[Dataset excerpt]
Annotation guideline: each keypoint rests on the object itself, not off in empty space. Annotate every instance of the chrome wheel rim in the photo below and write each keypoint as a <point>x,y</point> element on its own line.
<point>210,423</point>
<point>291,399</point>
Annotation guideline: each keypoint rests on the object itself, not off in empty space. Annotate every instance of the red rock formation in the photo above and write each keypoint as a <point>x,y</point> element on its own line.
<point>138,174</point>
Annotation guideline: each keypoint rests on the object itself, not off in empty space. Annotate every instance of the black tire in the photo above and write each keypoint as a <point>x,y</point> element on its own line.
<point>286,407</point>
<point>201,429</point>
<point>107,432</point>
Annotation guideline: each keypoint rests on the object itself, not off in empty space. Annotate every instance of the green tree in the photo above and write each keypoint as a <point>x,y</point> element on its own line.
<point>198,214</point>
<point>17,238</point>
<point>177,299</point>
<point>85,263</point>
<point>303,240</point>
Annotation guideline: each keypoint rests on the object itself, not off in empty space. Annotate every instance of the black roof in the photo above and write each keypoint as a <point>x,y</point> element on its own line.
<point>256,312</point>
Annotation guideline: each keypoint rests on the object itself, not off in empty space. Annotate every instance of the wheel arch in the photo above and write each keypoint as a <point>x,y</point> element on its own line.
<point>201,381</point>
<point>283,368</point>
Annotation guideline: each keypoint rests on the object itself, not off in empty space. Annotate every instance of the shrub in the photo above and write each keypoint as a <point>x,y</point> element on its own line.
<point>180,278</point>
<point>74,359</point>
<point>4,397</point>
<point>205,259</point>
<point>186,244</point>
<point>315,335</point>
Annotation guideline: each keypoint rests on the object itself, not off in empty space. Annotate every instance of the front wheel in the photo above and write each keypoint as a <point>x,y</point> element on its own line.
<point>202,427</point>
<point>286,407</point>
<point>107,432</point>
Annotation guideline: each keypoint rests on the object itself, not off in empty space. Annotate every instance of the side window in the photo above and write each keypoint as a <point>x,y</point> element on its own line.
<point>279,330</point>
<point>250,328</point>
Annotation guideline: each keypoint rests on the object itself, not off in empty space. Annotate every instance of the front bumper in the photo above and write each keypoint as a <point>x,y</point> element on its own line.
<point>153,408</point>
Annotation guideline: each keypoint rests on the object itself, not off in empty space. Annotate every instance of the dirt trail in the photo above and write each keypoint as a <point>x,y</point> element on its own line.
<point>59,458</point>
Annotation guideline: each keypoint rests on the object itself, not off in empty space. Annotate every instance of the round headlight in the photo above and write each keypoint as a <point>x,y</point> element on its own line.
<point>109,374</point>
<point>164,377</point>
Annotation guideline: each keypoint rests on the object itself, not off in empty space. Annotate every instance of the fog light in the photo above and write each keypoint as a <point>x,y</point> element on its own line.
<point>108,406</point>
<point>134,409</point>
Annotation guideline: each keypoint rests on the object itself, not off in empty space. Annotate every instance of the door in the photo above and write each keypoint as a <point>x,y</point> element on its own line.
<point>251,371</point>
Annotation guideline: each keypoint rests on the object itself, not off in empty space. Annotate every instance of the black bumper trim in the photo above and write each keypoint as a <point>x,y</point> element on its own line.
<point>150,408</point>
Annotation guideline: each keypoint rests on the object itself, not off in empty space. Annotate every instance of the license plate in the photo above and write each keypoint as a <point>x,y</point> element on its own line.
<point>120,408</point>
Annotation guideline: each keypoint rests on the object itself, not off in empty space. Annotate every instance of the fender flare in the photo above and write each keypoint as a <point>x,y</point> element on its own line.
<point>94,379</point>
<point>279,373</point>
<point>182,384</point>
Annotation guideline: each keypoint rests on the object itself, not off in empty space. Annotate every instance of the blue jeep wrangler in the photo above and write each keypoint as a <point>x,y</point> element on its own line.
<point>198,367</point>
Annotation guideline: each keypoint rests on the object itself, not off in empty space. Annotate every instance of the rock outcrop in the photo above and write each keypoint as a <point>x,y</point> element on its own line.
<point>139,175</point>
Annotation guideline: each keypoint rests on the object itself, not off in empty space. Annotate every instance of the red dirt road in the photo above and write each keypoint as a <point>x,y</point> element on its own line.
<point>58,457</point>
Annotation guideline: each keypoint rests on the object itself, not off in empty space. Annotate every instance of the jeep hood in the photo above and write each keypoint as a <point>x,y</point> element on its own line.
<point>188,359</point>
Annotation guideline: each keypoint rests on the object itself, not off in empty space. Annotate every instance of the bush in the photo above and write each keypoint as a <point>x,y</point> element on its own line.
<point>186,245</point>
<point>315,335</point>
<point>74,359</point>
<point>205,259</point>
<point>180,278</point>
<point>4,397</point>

GOAL: Recast the items above as a two-column CSV with the columns "prompt" and "response," one row per item. Put each item's text and its answer in separate quoted fields, and replace any line breaks inside a field with spaces.

ANSWER TO THE PROBLEM:
prompt,response
"Annotation guideline: each keypoint rests on the object itself, not off in empty space. Annotate every instance of the chrome wheel rim in the photo below and write each keypoint as a <point>x,y</point> element on its own line.","<point>210,423</point> <point>291,399</point>"
"Annotation guideline: each keypoint rests on the object itself, not off in empty space. Annotate every instance of the red rock formation in the photo above and write each keypoint as a <point>x,y</point> element on its own line.","<point>138,174</point>"
"Annotation guideline: each keypoint rests on the object itself, not off in empty space. Annotate every instance of the black tire in the photo above and write each keypoint as a <point>x,y</point> element on its own line.","<point>286,407</point> <point>201,429</point> <point>107,432</point>"
"Annotation guideline: each keypoint rests on the object itself, not off in empty space. Annotate every instance of the green tree in the photo above and write each keypoint as a <point>x,y</point> element on its own line.","<point>198,214</point> <point>17,238</point> <point>177,299</point> <point>85,263</point> <point>303,240</point>"
"Annotation guideline: each keypoint rests on the object itself, not off in empty space. Annotate every instance of the black roof in the photo above and write each keypoint as a <point>x,y</point> element on its own line.","<point>256,312</point>"
"Annotation guideline: each keypoint rests on the object itself, not off in empty space. Annotate every instance of the wheel arch in the photo above and write each keypoint as a <point>x,y</point> element on its own line.","<point>201,381</point> <point>283,368</point>"
"Annotation guideline: each keypoint rests on the object itself, not off in empty space. Annotate every instance of the shrub in the photo above and write each keypoint as a <point>x,y</point> element on its own line.","<point>180,278</point> <point>74,359</point> <point>4,397</point> <point>205,259</point> <point>186,244</point> <point>315,335</point>"
"Annotation guideline: each keypoint rests on the object itself, not off in empty space. Annotate every instance of the front wheel in the photo above and write each keypoint as a <point>x,y</point> element on its own line.","<point>202,427</point> <point>286,407</point> <point>107,432</point>"
"Annotation guideline: each keypoint rests on the object itself, not off in empty space. Annotate every instance of the side window in the photo above and write each keypoint as a <point>x,y</point> element on its own line.","<point>279,330</point> <point>250,328</point>"
"Annotation guideline: each keypoint rests on the object itself, not off in empty space. Annotate every instance of the front bumper in the photo above and write each keypoint as a <point>x,y</point> element on its own line.","<point>153,408</point>"
"Annotation guideline: each keypoint rests on the object itself, not off in empty space. Annotate every instance of the dirt trail in the photo above and write each keypoint as a <point>x,y</point> element on its own line.","<point>59,458</point>"
"Annotation guideline: each keypoint rests on the object itself, not off in empty space. Annotate every instance of the round headlight in the photo above and write each keypoint as a <point>x,y</point> element on its own line.","<point>109,374</point> <point>164,377</point>"
"Annotation guideline: each keypoint rests on the object itself, not off in empty space. Annotate every instance of the fog light in the photo above and write each keypoint as a <point>x,y</point> element on its own line.","<point>108,406</point> <point>134,409</point>"
"Annotation guideline: each keypoint rests on the object itself, not off in empty space. Annotate every instance of the door in the photo above and write each keypoint as a <point>x,y</point> element on its own line.","<point>251,371</point>"
"Annotation guideline: each keypoint rests on the object itself, not off in empty space. Annotate every instance of the black bumper trim in the photo above and write each keypoint as a <point>x,y</point> element on its own line.","<point>150,408</point>"
"Annotation guideline: each keypoint rests on the object itself, not off in empty space. Annotate every instance of the license plate in the photo above and write each keypoint as a <point>x,y</point> element on its own line.","<point>120,408</point>"
"Annotation guideline: each keypoint rests on the object itself, not off in empty space. Annotate every instance of the fender flare in the photo above and write each keypoint as a <point>x,y</point> element on its own line.","<point>94,379</point> <point>279,373</point> <point>182,384</point>"
"Annotation guideline: each keypoint rests on the object itself, not off in empty space. Annotate every instance of the blue jeep wrangler in the photo above and write each keypoint as a <point>x,y</point> element on its own line.","<point>198,367</point>"
"Annotation guideline: each keypoint rests on the object itself, not off in empty space. Annotate every instance of the rock outcrop in the photo above and write each keypoint as a <point>x,y</point> element on its own line.","<point>139,175</point>"
"Annotation guideline: each keypoint rests on the object itself, not off in empty space. Annotate every instance of the red dirt road in the photo above and write each keypoint as a <point>x,y</point> element on its own line.","<point>58,457</point>"
"Annotation guideline: each keypoint rests on the object itself, not off in empty space. Annotate every instance of the jeep hood in the photo above and write each keypoint as a <point>x,y</point> element on its own line.","<point>188,359</point>"
"Annotation guideline: each keypoint rests on the object itself, not off in empty space. Annotate every instance of the bush in the photo above and write each keypoint as a <point>x,y</point> element on its own line.","<point>186,245</point> <point>315,335</point> <point>74,359</point> <point>205,259</point> <point>180,278</point> <point>4,397</point>"